TASK DETAILS: Please copy each of the rows below word for word, line by line.

EXERCISE DATA:
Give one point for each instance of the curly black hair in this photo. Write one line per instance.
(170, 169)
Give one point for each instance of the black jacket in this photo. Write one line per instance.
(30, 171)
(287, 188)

SOLUTION BELOW:
Give one point for each instance of the curly black hair in this photo. Write one line per instance.
(170, 169)
Give one point for each instance of the black jacket in this photo. Write one line per instance.
(30, 171)
(287, 188)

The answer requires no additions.